Recorded data
====================

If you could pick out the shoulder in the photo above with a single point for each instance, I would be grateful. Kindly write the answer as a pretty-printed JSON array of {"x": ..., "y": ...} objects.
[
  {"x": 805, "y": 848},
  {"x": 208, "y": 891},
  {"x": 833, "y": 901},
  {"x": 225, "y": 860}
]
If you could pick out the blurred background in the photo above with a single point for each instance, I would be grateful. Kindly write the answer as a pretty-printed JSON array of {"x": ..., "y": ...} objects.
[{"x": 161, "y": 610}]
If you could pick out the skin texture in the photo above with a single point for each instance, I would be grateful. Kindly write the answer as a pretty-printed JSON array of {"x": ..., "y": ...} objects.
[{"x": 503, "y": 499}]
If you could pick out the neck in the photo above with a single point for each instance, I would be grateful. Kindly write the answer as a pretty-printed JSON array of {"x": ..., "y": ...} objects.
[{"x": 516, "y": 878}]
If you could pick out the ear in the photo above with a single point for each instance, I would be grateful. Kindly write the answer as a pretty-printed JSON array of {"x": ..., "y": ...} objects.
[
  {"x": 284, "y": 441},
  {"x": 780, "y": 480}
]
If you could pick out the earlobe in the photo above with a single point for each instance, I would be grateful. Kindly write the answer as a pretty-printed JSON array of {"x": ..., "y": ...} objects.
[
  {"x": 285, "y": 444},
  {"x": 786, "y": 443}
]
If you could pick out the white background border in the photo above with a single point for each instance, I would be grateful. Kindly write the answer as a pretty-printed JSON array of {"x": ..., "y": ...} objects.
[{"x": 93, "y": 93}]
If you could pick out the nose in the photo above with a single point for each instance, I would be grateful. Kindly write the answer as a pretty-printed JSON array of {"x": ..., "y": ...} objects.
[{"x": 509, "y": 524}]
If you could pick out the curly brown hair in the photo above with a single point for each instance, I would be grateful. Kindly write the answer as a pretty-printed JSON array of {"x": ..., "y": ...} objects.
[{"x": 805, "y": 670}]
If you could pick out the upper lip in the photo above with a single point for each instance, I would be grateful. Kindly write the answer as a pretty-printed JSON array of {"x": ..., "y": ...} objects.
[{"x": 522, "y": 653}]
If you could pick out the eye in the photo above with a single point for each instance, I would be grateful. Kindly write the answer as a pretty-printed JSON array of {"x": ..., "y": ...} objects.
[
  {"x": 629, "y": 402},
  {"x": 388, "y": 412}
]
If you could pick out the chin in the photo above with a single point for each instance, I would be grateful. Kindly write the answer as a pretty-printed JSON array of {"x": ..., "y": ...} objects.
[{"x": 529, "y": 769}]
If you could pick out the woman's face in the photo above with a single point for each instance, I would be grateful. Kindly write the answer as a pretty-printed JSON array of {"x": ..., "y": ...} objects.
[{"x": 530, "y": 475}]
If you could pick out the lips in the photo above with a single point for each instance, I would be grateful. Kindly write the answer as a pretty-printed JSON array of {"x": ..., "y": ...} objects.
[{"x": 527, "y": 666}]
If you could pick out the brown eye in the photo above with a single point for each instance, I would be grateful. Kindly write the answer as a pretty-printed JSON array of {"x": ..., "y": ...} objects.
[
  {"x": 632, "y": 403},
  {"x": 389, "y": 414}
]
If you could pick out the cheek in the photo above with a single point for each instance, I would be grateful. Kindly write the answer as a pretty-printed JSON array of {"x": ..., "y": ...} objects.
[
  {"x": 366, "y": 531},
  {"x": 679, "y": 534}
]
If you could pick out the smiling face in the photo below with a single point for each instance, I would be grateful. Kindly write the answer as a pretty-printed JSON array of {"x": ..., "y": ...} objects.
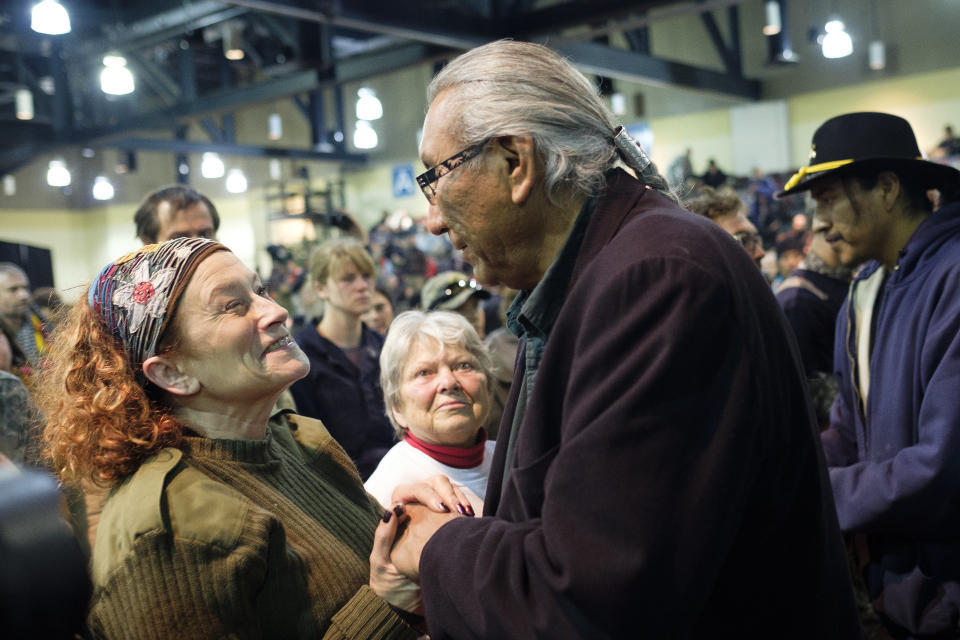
[
  {"x": 853, "y": 221},
  {"x": 380, "y": 314},
  {"x": 740, "y": 227},
  {"x": 474, "y": 205},
  {"x": 231, "y": 337},
  {"x": 14, "y": 294},
  {"x": 444, "y": 397},
  {"x": 347, "y": 290}
]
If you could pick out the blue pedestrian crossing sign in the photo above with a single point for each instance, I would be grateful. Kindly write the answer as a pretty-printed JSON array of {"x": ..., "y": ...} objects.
[{"x": 403, "y": 184}]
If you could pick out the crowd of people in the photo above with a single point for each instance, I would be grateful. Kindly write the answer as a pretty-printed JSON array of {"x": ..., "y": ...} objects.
[{"x": 574, "y": 401}]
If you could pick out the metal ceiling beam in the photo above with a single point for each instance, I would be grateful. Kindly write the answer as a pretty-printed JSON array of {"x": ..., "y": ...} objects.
[
  {"x": 565, "y": 16},
  {"x": 185, "y": 146},
  {"x": 637, "y": 67},
  {"x": 670, "y": 11},
  {"x": 729, "y": 53},
  {"x": 443, "y": 28},
  {"x": 163, "y": 26},
  {"x": 222, "y": 101}
]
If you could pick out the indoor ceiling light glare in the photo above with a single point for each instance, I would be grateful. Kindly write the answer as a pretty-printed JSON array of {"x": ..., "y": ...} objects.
[
  {"x": 50, "y": 17},
  {"x": 102, "y": 189},
  {"x": 57, "y": 174},
  {"x": 364, "y": 137},
  {"x": 233, "y": 42},
  {"x": 236, "y": 181},
  {"x": 211, "y": 166},
  {"x": 274, "y": 126},
  {"x": 773, "y": 24},
  {"x": 23, "y": 99},
  {"x": 116, "y": 79},
  {"x": 836, "y": 43},
  {"x": 368, "y": 106},
  {"x": 877, "y": 55}
]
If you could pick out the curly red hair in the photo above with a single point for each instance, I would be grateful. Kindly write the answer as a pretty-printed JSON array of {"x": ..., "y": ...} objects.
[{"x": 101, "y": 421}]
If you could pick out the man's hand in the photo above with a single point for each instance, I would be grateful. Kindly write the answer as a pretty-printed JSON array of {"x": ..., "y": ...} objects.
[{"x": 418, "y": 524}]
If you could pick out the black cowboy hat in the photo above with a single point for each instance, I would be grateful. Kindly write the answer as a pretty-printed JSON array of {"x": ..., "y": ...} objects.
[{"x": 878, "y": 141}]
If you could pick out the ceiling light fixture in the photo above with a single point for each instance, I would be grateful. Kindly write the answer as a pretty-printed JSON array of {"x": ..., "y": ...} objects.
[
  {"x": 23, "y": 99},
  {"x": 211, "y": 166},
  {"x": 274, "y": 126},
  {"x": 115, "y": 78},
  {"x": 364, "y": 137},
  {"x": 876, "y": 50},
  {"x": 50, "y": 17},
  {"x": 102, "y": 189},
  {"x": 836, "y": 43},
  {"x": 233, "y": 41},
  {"x": 57, "y": 174},
  {"x": 236, "y": 181},
  {"x": 773, "y": 24},
  {"x": 368, "y": 105}
]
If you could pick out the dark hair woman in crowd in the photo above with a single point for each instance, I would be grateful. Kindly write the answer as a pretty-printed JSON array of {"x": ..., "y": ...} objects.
[{"x": 223, "y": 521}]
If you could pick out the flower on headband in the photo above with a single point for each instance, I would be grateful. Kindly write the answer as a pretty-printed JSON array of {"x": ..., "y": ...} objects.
[{"x": 143, "y": 294}]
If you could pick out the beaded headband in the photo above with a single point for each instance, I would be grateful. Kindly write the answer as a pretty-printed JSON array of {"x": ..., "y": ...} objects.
[{"x": 136, "y": 294}]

====================

• [What to work on] Write out all of the material above word for word, leaving the pictures out of your answer.

• [Reply to the exercise]
If you could pick out the shoulder in the photo above with a single point for each instance, I would be grateful. Kindly write the answer as a pretty-printed JSON array of {"x": ..., "y": ...} objects.
[
  {"x": 805, "y": 848},
  {"x": 208, "y": 891},
  {"x": 833, "y": 901},
  {"x": 225, "y": 860}
]
If you could pick out the blurred background in the photo above with a single point for each instance, I would be grateful. Kindly write the answer as a pretty-printed JSON array of {"x": ..., "y": ...} objects.
[{"x": 161, "y": 610}]
If you could pick out the skin texture in the photo above with a single point for each instance, I would be grateful. Kindly write the answer as a pretty-printed JSON array of {"x": ..., "y": ...} objects.
[{"x": 503, "y": 499}]
If you could pick out the neck in the photo above with a single point for each instance, I would be grateful. Kindly write the answer as a pretty-printed JSON array of {"x": ..., "y": ...} objects.
[{"x": 516, "y": 878}]
If you could pick out the ear in the photo above with a single point for each instance, I would be grateful. Kindly write the answer as a pretty-printed JSON array of {"x": ..., "y": ...} objects.
[
  {"x": 284, "y": 441},
  {"x": 780, "y": 480}
]
If you could pick out the earlobe in the photo above with a single point for each instance, I would be grateful. Kindly write the answer as a pretty-printed JSON array of {"x": ..., "y": ...} objects.
[
  {"x": 285, "y": 444},
  {"x": 786, "y": 443}
]
If you could pick out the white background border in the photo above with a single point for each instance, I would be grateful. Kindly write the answer as a pretty-printed JSON array of {"x": ..., "y": ...} objects.
[{"x": 93, "y": 93}]
If you could pick out the nose in the photo above with a single point for each instance, I would be grateful. Kindly write the answer as a pretty-printed JSON array of {"x": ..., "y": ...} objects.
[{"x": 509, "y": 524}]
If you could pick out the curly brown hair in the photo above with a single point for each instance, I would be grateful. Kindly write the answer as a pretty-printed JSON array of {"x": ..., "y": ...} objects.
[{"x": 805, "y": 670}]
If you could pick out the upper lip in the photo above with a single point for each instance, I would be grateful. Kindly write the answer as a pretty-printed JSON array of {"x": ..., "y": ...} objects.
[{"x": 522, "y": 653}]
If you could pick out the eye in the photo above with a single point for each instance, I would be grateful. Kindly write the answer as a pretty-printed JSON array of {"x": ..., "y": ...} objects.
[
  {"x": 629, "y": 402},
  {"x": 388, "y": 412}
]
If you could pick out the chin in the photo above with a single point for each instance, I would be grateful. Kindly write the answer as a pretty-printed JSON array of {"x": ..., "y": ...} objects.
[{"x": 529, "y": 769}]
If you could pick out the woman's face in the photo above with a single point for each instance, I would be grateful. Kindly write the answer as a pretty-printed JSON array of {"x": ..., "y": ...} objects.
[{"x": 530, "y": 475}]
If you could pick out the lips in the photo above with a single point for each instance, I would be grateful. Kindly write the answer as a pretty-printed JSON array of {"x": ..., "y": ...} objects.
[{"x": 527, "y": 666}]
If you could pick out the brown eye in the photo above with a single point for each instance, I would be grateful. Kindly write the answer as a pretty-printed JSON array of {"x": ..., "y": ...} objects.
[
  {"x": 632, "y": 403},
  {"x": 389, "y": 414}
]
If you could pick out the cheek in the photo above with a single point for each instance, I would be grateful. Kindly write the answer as a pretty-printed JSON array of {"x": ..., "y": ...} objects.
[
  {"x": 366, "y": 531},
  {"x": 679, "y": 534}
]
If you could pick out the smiling face in the photo below with a single point for each instance, I would be grateful. Kindly write the answer as a pretty-printed JSON array of {"x": ..., "y": ...} objects.
[
  {"x": 853, "y": 221},
  {"x": 380, "y": 314},
  {"x": 740, "y": 227},
  {"x": 474, "y": 205},
  {"x": 231, "y": 337},
  {"x": 14, "y": 294},
  {"x": 444, "y": 397},
  {"x": 347, "y": 290}
]
If you could pick out the blue pedestrian crossing sign in the photo above with a single point for each instance, I would be grateful. Kindly write the answer as a pretty-printed JSON array of {"x": ..., "y": ...} objects.
[{"x": 403, "y": 184}]
If you could pick out the crowd of people in the photo above with a single point for each instance, I would be grateful. Kindly write the answer as a pretty-printed JSON array of {"x": ..., "y": ...} objects.
[{"x": 574, "y": 401}]
If you could pick out the metal ceiling beam in the photo above with a single point for each instance, I would be grateful. Kindly write the answer as a pretty-printed JSON array of {"x": ..., "y": ...} objects.
[
  {"x": 565, "y": 16},
  {"x": 185, "y": 146},
  {"x": 637, "y": 67},
  {"x": 670, "y": 11},
  {"x": 729, "y": 53},
  {"x": 443, "y": 28},
  {"x": 163, "y": 26},
  {"x": 222, "y": 101}
]
If you could pick out the indoor ceiling light glare in the photo above with a single point for each instance, I would be grateful. Kindly write the answer as a pretty-printed JSON array of {"x": ..., "y": ...} objects.
[
  {"x": 50, "y": 17},
  {"x": 102, "y": 189},
  {"x": 57, "y": 174},
  {"x": 364, "y": 137},
  {"x": 233, "y": 42},
  {"x": 236, "y": 181},
  {"x": 211, "y": 166},
  {"x": 274, "y": 126},
  {"x": 773, "y": 24},
  {"x": 23, "y": 99},
  {"x": 116, "y": 79},
  {"x": 836, "y": 43},
  {"x": 368, "y": 106},
  {"x": 877, "y": 55}
]
If you could pick out the curly red hair in the photo above with a single point for each instance, I would be grateful. Kindly write the answer as a pretty-printed JSON array of {"x": ..., "y": ...} objects.
[{"x": 101, "y": 421}]
If you could pick out the man's hand in the photo above with a single point for each instance, I would be grateful. Kindly write the answer as a pretty-printed JSON array of {"x": ..., "y": ...} objects.
[{"x": 418, "y": 524}]
If you could pick out the black cowboy hat in the photo above with a single point for each instance, I would be grateful. Kindly write the answer as a pretty-printed JSON array of {"x": ..., "y": ...} objects.
[{"x": 878, "y": 141}]
If you could pick out the ceiling light fixture in the photo above with a single point for each instance, I would be grateful. Kindly write the answer as a pretty-printed JSON array of {"x": ..., "y": ...} objects.
[
  {"x": 23, "y": 99},
  {"x": 211, "y": 166},
  {"x": 274, "y": 126},
  {"x": 115, "y": 78},
  {"x": 364, "y": 137},
  {"x": 876, "y": 50},
  {"x": 50, "y": 17},
  {"x": 102, "y": 189},
  {"x": 836, "y": 43},
  {"x": 233, "y": 41},
  {"x": 57, "y": 174},
  {"x": 236, "y": 181},
  {"x": 773, "y": 24},
  {"x": 368, "y": 105}
]
If you could pick out the dark hair woman in crowd in the photo above with a single point for each instance, I would be grateful. Kindly write the answer as a pretty-printed JSON array of {"x": ..., "y": ...} objects.
[{"x": 223, "y": 521}]
If you could pick out the flower on headband in the photo above with a single point for each instance, I would be grateful. Kindly write the answer as a pretty-printed JSON array of {"x": ..., "y": ...} objects.
[{"x": 143, "y": 294}]
If you could pick out the beaded headband in the photo above with a single point for each instance, I would be grateful. Kindly write the answer as a pretty-printed JSON array of {"x": ..., "y": ...} objects.
[{"x": 136, "y": 294}]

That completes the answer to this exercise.